EXERCISE. Copy out the entries below in full and exactly.

GIVEN RECORDS.
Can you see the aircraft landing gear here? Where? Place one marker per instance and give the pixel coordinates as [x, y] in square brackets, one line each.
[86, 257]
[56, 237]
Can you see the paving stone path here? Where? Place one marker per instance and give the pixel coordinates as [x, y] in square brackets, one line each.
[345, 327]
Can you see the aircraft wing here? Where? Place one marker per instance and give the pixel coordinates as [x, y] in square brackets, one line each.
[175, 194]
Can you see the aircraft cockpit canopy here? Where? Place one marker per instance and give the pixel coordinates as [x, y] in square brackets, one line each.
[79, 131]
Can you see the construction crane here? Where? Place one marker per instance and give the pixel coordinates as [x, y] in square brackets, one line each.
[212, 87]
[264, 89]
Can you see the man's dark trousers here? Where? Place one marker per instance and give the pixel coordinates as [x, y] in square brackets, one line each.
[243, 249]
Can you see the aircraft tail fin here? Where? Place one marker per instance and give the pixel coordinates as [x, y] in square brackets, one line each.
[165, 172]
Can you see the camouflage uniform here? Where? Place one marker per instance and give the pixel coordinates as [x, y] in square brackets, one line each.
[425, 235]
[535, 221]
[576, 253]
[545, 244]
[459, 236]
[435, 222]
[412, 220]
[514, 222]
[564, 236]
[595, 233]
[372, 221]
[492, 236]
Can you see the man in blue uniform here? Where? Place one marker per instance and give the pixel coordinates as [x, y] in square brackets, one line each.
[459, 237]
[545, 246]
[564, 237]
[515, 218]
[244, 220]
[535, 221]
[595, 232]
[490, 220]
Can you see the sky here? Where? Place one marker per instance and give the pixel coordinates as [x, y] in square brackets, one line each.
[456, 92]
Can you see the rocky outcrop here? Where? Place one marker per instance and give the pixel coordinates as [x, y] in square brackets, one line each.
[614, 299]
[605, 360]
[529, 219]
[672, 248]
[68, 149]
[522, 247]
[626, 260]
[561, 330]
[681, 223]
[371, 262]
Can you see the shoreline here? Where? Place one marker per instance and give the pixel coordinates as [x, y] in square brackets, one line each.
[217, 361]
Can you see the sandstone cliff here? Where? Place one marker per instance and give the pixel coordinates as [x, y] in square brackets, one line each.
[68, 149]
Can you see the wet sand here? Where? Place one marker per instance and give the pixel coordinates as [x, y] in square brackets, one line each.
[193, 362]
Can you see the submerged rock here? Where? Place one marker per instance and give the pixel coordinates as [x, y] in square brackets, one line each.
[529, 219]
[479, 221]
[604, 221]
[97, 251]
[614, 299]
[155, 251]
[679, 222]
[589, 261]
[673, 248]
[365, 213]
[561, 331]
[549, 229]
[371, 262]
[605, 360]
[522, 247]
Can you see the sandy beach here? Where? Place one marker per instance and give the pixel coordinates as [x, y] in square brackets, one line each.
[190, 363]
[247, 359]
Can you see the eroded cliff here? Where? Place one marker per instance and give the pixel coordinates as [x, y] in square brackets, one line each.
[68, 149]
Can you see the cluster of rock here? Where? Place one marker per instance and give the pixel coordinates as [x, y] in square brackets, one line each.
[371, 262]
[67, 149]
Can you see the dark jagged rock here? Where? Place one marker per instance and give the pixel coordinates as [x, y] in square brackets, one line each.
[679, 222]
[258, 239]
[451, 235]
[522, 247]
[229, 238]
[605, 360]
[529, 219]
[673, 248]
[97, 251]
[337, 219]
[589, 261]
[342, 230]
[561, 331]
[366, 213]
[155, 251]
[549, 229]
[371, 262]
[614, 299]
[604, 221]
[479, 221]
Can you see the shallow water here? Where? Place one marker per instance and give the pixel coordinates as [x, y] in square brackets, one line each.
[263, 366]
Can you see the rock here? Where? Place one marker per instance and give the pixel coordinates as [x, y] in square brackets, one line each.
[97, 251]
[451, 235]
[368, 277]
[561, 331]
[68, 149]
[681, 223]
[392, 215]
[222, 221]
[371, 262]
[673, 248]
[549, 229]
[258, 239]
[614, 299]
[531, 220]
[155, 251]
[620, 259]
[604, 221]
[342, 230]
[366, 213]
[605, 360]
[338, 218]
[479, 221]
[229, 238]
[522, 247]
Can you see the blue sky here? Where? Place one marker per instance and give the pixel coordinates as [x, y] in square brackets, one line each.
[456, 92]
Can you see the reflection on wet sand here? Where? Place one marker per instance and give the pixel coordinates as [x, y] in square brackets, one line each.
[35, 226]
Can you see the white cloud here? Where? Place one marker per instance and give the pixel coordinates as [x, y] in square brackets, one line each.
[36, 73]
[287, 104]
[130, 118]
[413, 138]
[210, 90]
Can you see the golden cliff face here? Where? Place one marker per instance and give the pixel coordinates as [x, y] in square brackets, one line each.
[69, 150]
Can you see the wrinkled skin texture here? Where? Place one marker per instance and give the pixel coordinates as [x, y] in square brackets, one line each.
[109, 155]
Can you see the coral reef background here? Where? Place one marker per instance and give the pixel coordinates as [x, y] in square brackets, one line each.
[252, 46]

OUTPUT OF THE EXERCISE.
Can you see the aircraft landing gear here? Where? Place one marker per instance and give the pixel coordinates as [x, y] in square brackets, one line each.
[86, 257]
[56, 237]
Can you see the paving stone path here? Where? Place one marker per instance and give the pixel coordinates as [x, y] in square brackets, one line each.
[345, 327]
Can you see the aircraft wing here? Where? Place one marker per instance and give the pixel coordinates as [x, y] in square brackets, one line each.
[175, 194]
Can you see the aircraft cockpit canopy here? Where? Place one marker per instance and give the pixel coordinates as [x, y] in square brackets, one line each.
[79, 131]
Can you see the construction crane here? Where? Place one marker per instance and give the pixel coordinates as [x, y] in square brackets, one line each.
[212, 87]
[264, 89]
Can you see the man's dark trousers here? Where? Place one marker per instance and give the pixel coordinates as [x, y] in square brackets, one line each.
[243, 249]
Can you see the aircraft tail fin here? Where? Place one marker per instance and give the pixel coordinates as [x, y] in square brackets, one line each.
[165, 172]
Can you see the camouflage uniform here? Where? Place one marker per instance and give the pixel coordinates as [x, y] in square brackets, one line each.
[425, 235]
[535, 221]
[576, 253]
[545, 244]
[459, 236]
[435, 222]
[412, 220]
[514, 222]
[564, 236]
[595, 233]
[372, 221]
[492, 236]
Can you see the man in blue uniform here? Where? Place one marker per instance and give the pixel coordinates as [x, y] in square brackets, one line each.
[459, 237]
[545, 246]
[564, 237]
[515, 218]
[244, 220]
[535, 221]
[595, 232]
[490, 220]
Can you see the sky here? Where? Place one marker per instance and give the pixel coordinates as [x, y] in square brackets, one line each.
[456, 92]
Can you see the rocky outcrop here? Where? Place one marker per instance and give the pixel coordinates as [x, y] in square brackets, one line each.
[614, 299]
[605, 360]
[529, 219]
[672, 248]
[68, 149]
[522, 247]
[626, 260]
[561, 330]
[681, 223]
[371, 262]
Can you see the shoreline here? Where? Place one marker per instance and give the pixel coordinates as [x, y] in square brackets, one line each.
[217, 361]
Can you see the sandstone cliff here? Where? Place one marker per instance and give the pixel coordinates as [x, y] in square brackets, one line each.
[68, 149]
Can you see the wet sand here? Where? Place one marker per instance and give the pixel coordinates as [x, y] in square brackets, one line each.
[193, 362]
Can you see the submerged rock here? Where? Place one marker per instance and give the pixel coordinates as [x, y] in square brackets, one line each.
[529, 219]
[479, 221]
[604, 221]
[97, 251]
[614, 299]
[155, 251]
[679, 222]
[589, 261]
[673, 248]
[365, 213]
[561, 331]
[549, 229]
[371, 262]
[605, 360]
[522, 247]
Can you see the sandy beach here? Where? Place one marker per instance and give the pixel coordinates as [x, y] in square brackets, one line each.
[190, 363]
[247, 359]
Can you see the eroded cliff here? Where? Place one marker per instance and give the pixel coordinates as [x, y] in square brackets, one line each.
[68, 149]
Can you see the cluster of rock here? Where? Place one marker per instance and give the pixel coordinates as [x, y] in square brackets, one line each.
[371, 262]
[67, 149]
Can you see the dark jagged rock here? Where? Place one marker per instance and give the pixel coordinates as [x, y] in square brackets, one line each.
[679, 222]
[258, 239]
[451, 235]
[522, 247]
[229, 238]
[605, 360]
[529, 219]
[673, 248]
[97, 251]
[337, 219]
[589, 261]
[342, 230]
[561, 331]
[366, 213]
[155, 251]
[549, 229]
[371, 262]
[614, 299]
[604, 221]
[479, 221]
Can you see the shallow water here? Where? Place one marker per instance and give the pixel coordinates as [x, y] in square brackets, one line each.
[263, 366]
Can you see the rock here? Where? Place one marker per instance and give the pixel coordinates as [x, y] in square brackets, one line each.
[97, 251]
[451, 235]
[368, 277]
[561, 331]
[68, 149]
[681, 223]
[392, 215]
[222, 221]
[371, 262]
[673, 248]
[549, 229]
[258, 239]
[614, 299]
[531, 220]
[155, 251]
[620, 259]
[604, 221]
[342, 230]
[366, 213]
[605, 360]
[338, 218]
[479, 221]
[229, 238]
[522, 247]
Can you see the blue sky here? Where? Place one marker per instance and give the pixel coordinates as [x, y] in square brackets, one line each.
[456, 92]
Can you see the reflection on wet sand here? Where? Place one marker per instance and give the pixel coordinates as [x, y] in square brackets, one line each.
[35, 226]
Can you see the white cloud here? Where? Place one marker per instance and give the pixel coordinates as [x, y] in square brackets, one line each.
[36, 73]
[287, 104]
[130, 118]
[413, 138]
[210, 90]
Can you see the golden cliff face here? Where? Place one marker per instance and give the pixel coordinates as [x, y] in square brackets, one line each.
[69, 150]
Can you see the wrinkled skin texture here? Where? Place one marker per instance and give the pixel coordinates as [x, y] in square brackets, one line each.
[109, 155]
Can you see the coral reef background here? Where? Place one marker per instance and give the pixel coordinates as [x, y] in square brackets, one line each.
[252, 46]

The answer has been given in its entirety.